Task item: Check each line of the listing, and copy it if it contains the word "instance".

* * *

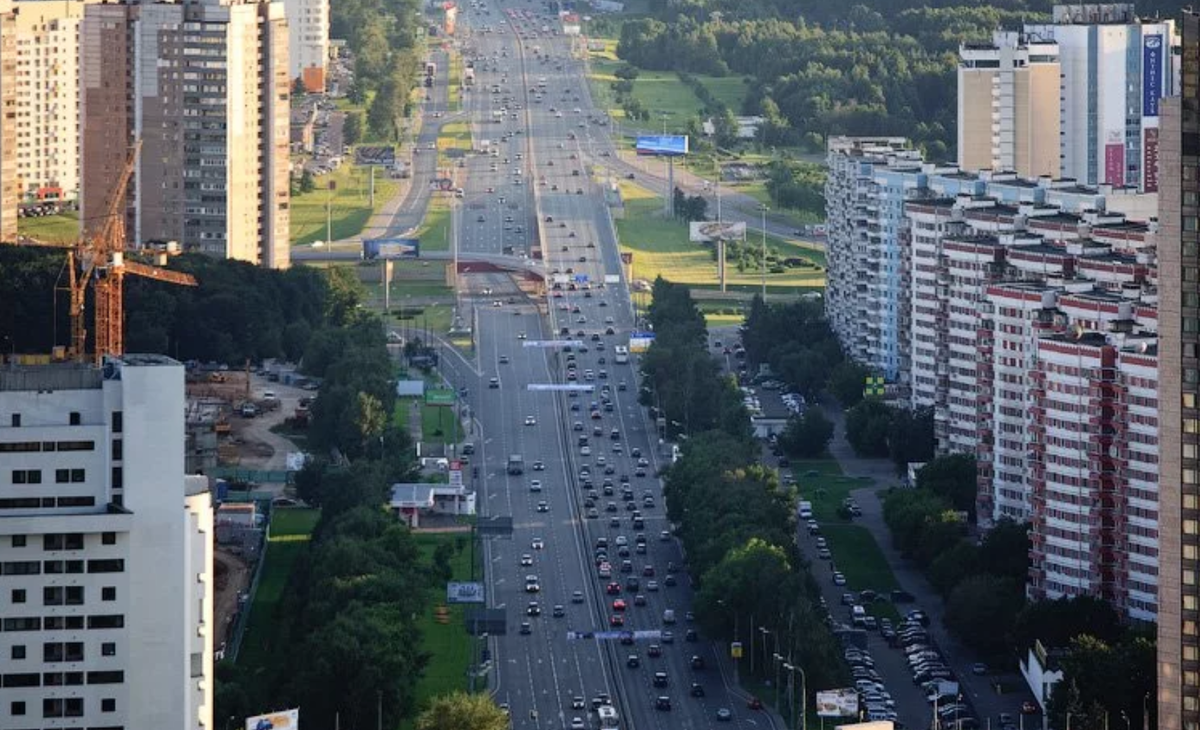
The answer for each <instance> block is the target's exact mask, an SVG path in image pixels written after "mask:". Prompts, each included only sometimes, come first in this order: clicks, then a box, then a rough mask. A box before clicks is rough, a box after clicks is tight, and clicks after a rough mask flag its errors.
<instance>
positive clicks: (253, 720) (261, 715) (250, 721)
mask: <svg viewBox="0 0 1200 730" xmlns="http://www.w3.org/2000/svg"><path fill="white" fill-rule="evenodd" d="M246 730H300V710H299V708H296V710H281V711H280V712H271V713H270V714H256V716H254V717H247V718H246Z"/></svg>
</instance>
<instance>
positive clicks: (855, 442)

* * *

Solution to the exercise:
The answer for each <instance> block is the target's exact mask, an SVG path in image pixels written after "mask:". Prompts, each included only sometimes, come first in this order: clicks, then a box, then a rough mask. A box before clicks is rough, a box after clicks is tight, and clicks after a rough mask flag its errors.
<instance>
</instance>
<instance>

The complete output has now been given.